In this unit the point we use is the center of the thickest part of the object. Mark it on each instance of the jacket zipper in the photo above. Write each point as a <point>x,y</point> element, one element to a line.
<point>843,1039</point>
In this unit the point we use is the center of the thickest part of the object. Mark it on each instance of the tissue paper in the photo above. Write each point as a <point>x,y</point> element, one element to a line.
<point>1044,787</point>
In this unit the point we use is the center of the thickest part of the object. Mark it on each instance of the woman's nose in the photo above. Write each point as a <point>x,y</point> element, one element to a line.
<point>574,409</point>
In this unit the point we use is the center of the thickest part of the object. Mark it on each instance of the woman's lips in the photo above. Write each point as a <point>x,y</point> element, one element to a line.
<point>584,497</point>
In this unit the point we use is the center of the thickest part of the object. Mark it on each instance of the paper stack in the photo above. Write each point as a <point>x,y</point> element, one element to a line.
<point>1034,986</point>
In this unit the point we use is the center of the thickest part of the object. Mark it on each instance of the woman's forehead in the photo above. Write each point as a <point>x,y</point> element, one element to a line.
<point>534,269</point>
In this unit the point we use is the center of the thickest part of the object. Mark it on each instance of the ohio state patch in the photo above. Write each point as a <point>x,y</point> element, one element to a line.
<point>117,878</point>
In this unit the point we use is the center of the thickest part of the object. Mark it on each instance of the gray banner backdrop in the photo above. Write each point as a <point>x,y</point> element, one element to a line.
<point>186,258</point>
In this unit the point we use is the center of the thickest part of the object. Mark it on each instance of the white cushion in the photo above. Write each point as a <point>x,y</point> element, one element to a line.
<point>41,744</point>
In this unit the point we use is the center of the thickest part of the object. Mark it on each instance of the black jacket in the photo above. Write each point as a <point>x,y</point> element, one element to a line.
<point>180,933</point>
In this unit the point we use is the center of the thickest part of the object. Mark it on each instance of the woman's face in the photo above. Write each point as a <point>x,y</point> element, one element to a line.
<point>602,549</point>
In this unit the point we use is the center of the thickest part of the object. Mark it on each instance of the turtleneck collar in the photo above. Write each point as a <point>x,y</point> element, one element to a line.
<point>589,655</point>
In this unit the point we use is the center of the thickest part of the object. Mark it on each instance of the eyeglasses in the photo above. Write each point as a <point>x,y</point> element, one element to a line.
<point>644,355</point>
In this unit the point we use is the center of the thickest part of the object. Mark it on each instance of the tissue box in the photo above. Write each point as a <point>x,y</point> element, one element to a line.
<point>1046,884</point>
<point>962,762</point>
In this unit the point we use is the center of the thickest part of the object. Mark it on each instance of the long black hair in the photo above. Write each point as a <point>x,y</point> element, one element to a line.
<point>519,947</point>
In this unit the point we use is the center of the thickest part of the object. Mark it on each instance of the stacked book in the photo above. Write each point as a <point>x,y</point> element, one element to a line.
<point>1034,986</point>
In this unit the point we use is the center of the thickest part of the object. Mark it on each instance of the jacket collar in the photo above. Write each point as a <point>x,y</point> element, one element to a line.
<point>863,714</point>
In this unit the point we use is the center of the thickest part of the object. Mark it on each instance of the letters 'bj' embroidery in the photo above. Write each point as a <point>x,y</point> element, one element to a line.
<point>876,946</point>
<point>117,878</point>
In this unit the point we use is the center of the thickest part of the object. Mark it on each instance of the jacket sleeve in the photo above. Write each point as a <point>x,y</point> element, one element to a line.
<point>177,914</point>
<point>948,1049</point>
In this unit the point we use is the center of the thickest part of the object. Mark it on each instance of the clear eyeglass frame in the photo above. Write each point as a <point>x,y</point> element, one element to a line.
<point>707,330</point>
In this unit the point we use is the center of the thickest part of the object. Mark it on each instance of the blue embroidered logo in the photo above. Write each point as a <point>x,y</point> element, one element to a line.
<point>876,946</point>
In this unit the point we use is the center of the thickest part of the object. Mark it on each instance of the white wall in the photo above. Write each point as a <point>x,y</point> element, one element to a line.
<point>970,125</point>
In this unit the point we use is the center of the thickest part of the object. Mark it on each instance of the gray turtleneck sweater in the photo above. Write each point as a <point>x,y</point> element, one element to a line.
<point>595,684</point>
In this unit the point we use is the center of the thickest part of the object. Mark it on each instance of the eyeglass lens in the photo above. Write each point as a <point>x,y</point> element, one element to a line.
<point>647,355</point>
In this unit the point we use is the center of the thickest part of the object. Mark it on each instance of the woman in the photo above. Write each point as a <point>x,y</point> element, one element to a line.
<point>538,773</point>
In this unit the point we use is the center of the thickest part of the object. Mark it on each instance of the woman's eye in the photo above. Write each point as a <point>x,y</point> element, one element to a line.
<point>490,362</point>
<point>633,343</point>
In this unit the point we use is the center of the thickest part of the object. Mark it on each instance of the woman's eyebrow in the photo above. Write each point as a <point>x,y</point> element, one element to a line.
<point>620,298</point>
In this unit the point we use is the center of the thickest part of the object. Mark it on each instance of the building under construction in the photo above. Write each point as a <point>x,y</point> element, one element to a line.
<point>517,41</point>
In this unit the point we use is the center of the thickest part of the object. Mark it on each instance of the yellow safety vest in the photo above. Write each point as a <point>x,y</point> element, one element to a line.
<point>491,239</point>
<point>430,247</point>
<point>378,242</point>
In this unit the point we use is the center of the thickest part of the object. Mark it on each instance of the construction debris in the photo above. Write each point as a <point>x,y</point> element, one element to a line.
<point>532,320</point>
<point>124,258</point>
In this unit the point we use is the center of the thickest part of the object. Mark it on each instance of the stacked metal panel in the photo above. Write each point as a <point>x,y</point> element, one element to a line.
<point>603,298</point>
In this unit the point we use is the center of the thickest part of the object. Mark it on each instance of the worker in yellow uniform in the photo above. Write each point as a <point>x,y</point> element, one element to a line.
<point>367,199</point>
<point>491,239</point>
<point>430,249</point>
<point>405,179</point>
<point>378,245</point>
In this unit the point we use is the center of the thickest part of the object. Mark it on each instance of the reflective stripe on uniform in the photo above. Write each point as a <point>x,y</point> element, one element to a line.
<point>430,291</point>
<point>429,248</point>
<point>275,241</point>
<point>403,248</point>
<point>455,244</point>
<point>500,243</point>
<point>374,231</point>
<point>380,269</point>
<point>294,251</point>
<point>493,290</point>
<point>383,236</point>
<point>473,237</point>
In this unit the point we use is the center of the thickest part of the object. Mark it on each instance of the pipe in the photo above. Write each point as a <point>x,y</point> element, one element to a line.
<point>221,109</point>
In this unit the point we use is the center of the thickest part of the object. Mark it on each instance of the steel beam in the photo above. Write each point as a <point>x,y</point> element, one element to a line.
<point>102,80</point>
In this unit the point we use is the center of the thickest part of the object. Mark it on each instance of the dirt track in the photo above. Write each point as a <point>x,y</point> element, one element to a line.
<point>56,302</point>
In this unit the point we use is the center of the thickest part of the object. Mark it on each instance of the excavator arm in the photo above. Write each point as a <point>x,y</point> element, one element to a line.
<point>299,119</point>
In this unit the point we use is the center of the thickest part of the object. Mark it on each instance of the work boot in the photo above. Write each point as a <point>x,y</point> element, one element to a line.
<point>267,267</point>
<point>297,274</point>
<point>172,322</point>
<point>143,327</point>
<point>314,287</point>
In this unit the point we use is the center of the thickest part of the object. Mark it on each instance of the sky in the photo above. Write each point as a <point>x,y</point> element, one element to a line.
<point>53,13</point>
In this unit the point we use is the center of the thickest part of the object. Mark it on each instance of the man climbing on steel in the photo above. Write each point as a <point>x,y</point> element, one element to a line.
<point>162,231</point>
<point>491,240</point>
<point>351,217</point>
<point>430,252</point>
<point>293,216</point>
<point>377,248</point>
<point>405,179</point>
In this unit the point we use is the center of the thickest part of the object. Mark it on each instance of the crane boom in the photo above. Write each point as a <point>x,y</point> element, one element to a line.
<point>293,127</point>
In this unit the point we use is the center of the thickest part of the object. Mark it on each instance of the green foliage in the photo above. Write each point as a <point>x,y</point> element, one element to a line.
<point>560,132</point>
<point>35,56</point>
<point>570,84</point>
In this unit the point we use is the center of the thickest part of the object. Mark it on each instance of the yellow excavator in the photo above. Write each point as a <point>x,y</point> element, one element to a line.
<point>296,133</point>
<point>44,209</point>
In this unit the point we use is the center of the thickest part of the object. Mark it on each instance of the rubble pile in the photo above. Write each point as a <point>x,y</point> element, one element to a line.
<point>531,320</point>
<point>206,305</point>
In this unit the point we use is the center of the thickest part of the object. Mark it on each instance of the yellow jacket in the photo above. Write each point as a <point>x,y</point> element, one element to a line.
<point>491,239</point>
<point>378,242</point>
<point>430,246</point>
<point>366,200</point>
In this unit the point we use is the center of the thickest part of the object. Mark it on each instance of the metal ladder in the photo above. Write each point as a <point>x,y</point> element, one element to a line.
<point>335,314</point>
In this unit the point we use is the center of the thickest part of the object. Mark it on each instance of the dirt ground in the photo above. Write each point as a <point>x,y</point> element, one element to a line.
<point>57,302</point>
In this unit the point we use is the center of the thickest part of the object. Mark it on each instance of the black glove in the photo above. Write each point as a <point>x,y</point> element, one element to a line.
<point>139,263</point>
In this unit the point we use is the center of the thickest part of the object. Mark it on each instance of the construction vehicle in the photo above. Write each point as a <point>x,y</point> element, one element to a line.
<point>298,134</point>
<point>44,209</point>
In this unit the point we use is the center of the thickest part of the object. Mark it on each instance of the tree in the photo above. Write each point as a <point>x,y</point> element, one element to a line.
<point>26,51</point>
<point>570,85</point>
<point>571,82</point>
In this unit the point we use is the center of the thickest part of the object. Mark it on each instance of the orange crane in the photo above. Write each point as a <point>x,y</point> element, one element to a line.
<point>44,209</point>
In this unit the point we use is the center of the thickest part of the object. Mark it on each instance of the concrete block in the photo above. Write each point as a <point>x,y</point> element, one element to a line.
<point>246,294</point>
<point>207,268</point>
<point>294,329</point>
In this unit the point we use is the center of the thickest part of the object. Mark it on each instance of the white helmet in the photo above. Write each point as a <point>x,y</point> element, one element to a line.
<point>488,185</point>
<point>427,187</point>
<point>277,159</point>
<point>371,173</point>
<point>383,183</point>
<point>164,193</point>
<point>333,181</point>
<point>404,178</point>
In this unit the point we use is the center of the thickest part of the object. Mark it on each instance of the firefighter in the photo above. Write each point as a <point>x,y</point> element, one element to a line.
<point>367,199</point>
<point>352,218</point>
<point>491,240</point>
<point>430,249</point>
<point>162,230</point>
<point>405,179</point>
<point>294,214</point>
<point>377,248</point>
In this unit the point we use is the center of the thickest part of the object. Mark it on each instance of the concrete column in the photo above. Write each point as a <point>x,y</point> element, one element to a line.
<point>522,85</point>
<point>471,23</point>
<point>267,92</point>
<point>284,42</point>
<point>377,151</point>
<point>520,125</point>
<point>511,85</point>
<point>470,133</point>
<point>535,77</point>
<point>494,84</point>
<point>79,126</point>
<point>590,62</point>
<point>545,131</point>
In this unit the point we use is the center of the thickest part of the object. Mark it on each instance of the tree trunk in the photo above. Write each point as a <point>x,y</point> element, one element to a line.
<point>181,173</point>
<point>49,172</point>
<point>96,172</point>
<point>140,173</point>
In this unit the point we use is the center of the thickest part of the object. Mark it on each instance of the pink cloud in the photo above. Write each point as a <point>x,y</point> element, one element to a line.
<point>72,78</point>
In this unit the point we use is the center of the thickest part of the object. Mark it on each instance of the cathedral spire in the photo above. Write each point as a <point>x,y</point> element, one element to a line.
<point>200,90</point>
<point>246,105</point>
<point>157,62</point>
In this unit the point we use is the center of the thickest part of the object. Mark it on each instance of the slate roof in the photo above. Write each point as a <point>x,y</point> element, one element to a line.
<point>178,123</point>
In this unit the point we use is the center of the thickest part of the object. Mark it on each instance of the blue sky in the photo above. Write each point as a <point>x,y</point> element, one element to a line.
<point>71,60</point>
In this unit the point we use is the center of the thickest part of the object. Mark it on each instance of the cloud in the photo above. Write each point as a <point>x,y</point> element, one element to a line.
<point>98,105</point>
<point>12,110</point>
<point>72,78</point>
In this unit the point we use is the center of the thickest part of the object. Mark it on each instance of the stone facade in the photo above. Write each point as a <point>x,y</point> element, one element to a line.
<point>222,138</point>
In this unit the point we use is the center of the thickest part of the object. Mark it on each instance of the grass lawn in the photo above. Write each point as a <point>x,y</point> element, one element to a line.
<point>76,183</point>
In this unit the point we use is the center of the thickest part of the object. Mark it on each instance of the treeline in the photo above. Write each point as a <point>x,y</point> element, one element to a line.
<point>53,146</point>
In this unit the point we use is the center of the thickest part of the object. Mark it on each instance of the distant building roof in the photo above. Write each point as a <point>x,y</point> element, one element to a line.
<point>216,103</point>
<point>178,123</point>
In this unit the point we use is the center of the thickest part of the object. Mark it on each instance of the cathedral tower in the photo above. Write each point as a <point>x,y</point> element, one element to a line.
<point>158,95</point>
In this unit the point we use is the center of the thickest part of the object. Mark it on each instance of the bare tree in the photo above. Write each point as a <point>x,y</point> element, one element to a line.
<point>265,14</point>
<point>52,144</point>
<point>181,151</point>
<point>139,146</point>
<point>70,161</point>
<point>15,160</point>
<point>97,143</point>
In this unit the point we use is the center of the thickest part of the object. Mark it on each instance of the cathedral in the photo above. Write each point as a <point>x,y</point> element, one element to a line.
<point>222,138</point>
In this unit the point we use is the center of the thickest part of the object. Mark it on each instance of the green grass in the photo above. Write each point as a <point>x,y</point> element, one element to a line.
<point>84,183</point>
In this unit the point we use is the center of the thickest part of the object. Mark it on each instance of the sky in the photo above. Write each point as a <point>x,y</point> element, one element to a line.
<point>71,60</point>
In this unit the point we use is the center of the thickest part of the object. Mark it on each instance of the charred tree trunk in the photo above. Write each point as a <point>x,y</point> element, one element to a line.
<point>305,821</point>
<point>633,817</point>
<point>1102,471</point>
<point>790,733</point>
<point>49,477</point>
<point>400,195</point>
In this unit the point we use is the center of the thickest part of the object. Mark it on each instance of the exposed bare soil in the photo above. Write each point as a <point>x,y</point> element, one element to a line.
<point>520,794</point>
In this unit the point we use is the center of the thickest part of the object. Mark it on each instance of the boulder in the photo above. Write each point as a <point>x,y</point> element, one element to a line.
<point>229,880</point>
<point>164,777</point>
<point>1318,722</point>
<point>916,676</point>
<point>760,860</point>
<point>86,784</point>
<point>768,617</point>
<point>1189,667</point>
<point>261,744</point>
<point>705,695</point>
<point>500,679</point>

**WRITTEN TASK:** Rewrite the stretch of data from the line containing "the white helmet" through the line containing "<point>404,178</point>", swapping "white helmet" for "yellow helmet" and leaving everything else unchanged.

**SOLUTION FOR THIS PROBLEM:**
In this unit the point we use is the center of the thickest part of the object. Mark it on each instance of the yellow helmet in the photo above. Write each point as a <point>x,y</point> element, one element to a line.
<point>488,185</point>
<point>427,187</point>
<point>277,159</point>
<point>371,173</point>
<point>383,183</point>
<point>164,193</point>
<point>333,181</point>
<point>404,178</point>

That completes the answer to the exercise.